→ **LISTED RECORDS**
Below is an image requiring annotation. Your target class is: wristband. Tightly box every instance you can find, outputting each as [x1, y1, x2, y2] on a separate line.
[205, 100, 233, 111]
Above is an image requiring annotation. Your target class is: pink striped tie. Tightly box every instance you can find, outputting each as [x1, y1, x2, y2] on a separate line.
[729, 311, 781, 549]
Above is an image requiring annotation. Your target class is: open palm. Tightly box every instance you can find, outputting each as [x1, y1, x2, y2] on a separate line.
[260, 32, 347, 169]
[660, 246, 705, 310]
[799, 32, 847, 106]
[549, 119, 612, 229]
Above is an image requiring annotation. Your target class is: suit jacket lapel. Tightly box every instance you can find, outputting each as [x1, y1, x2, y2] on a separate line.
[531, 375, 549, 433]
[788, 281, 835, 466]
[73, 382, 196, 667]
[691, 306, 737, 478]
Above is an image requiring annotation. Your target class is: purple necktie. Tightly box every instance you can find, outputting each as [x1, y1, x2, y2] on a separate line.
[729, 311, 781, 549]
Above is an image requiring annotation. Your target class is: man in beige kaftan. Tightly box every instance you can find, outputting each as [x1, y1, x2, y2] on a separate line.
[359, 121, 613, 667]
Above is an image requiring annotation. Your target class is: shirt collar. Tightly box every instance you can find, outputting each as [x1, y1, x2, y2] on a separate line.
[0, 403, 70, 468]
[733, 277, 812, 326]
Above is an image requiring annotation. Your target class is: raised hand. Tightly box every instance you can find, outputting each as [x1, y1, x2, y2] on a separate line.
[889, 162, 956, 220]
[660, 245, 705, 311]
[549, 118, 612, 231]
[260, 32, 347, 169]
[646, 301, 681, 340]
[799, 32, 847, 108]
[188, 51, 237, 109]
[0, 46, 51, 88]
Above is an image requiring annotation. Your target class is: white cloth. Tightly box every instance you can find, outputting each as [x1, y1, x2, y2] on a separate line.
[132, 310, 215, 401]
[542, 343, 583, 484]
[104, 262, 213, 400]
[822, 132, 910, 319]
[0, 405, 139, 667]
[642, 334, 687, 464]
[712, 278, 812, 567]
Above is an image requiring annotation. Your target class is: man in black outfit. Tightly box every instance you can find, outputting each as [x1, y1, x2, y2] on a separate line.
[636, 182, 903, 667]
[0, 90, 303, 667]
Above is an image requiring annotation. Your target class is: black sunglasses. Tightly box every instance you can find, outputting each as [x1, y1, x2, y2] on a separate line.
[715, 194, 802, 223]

→ **AIM OF THE TASK**
Rewrite the items from the first line through the line containing "[549, 119, 612, 229]", requests included, adding 28 to every coordinate in the bounding boxes; both ends are included.

→ **RIGHT ANSWER**
Below is an image requiring annotation. Your target class is: wristband. Tightly box every instance you can find, outputting each as [x1, y1, x2, y2] on a separate line.
[233, 128, 261, 139]
Above is an image requiring annotation. Your target class is: pink striped tie. Tightly box every instance you can find, outputting each as [x1, y1, x2, y2] on a separate line.
[757, 339, 809, 577]
Above is an image requiring annotation. Your target class is: open palm. Tightly box every instance you can find, outputting each as [x1, y1, x2, y2] on a separate line.
[288, 60, 375, 197]
[688, 274, 733, 338]
[827, 60, 875, 134]
[577, 147, 640, 257]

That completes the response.